** Supplied material follows **

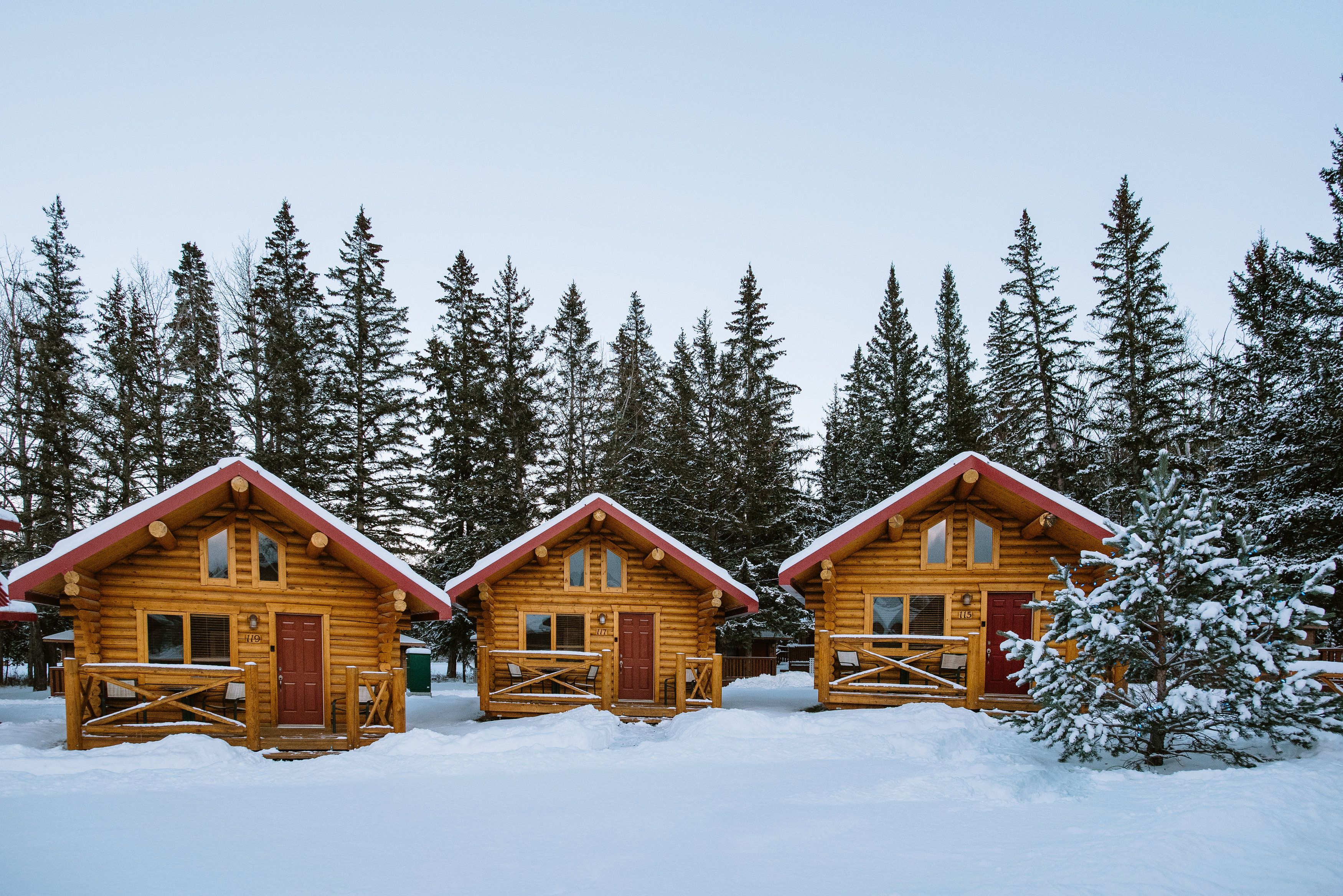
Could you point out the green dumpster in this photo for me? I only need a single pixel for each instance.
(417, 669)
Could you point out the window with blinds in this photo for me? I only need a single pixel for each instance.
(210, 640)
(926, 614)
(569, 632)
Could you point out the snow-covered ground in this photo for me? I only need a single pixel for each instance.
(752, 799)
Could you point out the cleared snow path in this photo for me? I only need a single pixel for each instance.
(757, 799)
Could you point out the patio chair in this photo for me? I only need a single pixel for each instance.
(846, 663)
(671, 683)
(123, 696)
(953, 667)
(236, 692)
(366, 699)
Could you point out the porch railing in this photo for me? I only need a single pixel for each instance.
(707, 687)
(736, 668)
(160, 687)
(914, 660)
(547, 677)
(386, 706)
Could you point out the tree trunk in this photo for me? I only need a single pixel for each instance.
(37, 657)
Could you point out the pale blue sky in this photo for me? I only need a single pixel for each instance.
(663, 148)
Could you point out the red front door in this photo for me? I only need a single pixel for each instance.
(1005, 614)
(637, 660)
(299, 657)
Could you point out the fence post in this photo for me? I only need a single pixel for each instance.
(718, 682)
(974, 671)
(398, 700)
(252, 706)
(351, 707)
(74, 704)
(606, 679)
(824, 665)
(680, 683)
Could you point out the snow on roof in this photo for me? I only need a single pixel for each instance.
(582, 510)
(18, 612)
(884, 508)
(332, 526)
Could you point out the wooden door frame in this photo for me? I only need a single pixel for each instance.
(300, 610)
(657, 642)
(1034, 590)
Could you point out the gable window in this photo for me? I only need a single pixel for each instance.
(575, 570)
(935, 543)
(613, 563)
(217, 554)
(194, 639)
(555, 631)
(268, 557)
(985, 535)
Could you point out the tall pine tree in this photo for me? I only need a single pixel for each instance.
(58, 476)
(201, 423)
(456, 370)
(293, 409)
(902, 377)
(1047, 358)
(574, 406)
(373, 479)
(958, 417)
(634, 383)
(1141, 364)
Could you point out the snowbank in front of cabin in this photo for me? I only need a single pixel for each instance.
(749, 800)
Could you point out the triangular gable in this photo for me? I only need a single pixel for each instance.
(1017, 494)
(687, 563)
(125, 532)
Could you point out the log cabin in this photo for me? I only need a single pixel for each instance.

** End of Supplied material **

■ Try it ■
I would like the data above transcribed exactly, with its pictures left out.

■ Response ■
Could you point out the green dumpster in this photo for me? I only need a single pixel for each instance.
(417, 669)
Could you point out the window with blinds in this photo for me? I only need a single pixel for each instance.
(210, 640)
(926, 614)
(569, 632)
Could you point out the snow-covered ground in this photo for me? I only need a single pixel for each instance.
(752, 799)
Could you point out the cleared snow path in this photo for me? I only need a single pixel for each instance.
(757, 799)
Could you point out the patio chair in this photo for me? I only need a single pixel for each instance.
(846, 663)
(671, 683)
(123, 696)
(953, 667)
(236, 692)
(366, 699)
Could you point out the porch railing in this photo for me? I only need a single pixel for each instance.
(707, 687)
(736, 668)
(160, 687)
(914, 660)
(547, 677)
(386, 706)
Could you point out the tree trunk in this photo for me? I only need a single pixel for each instance.
(37, 657)
Could you point out the pale blue sky in this photo for me? I only need a single pixel for each instance.
(663, 148)
Could you point out the red front door in this photo for me? I only need a single pixel for each instance.
(1005, 614)
(637, 660)
(299, 657)
Could you point out the fence post in this photo for me? I only need a single pixel for each instance.
(718, 682)
(974, 671)
(398, 700)
(252, 706)
(351, 707)
(74, 704)
(606, 679)
(824, 665)
(680, 683)
Could you point out the snow on roof in this photo for me? I only need a single pixel for each instance.
(582, 510)
(18, 612)
(884, 508)
(332, 526)
Could you point out the wooden door frame in this photo for me? I only need a single pixel for each instance.
(300, 610)
(657, 642)
(1034, 590)
Could you point out the gable window in this photo for me? I only need a single pixel for each instance.
(575, 570)
(935, 543)
(613, 563)
(217, 554)
(194, 639)
(555, 631)
(268, 557)
(985, 535)
Could you point out the tall pine tree in this photo for me? I only need a single pixel for each instance.
(58, 476)
(201, 423)
(456, 370)
(293, 409)
(902, 377)
(1047, 358)
(574, 406)
(373, 479)
(958, 417)
(634, 383)
(1141, 364)
Could you point out the snowbank in front of cabin in this photo for me? I only need a single pixel for each instance.
(749, 800)
Could you point out the triangular gable in this photo for me? I only need a single pixel for each instance.
(1017, 494)
(687, 563)
(125, 532)
Could you point out the log cabin in this photo for me? I only need a single pixel for each instance.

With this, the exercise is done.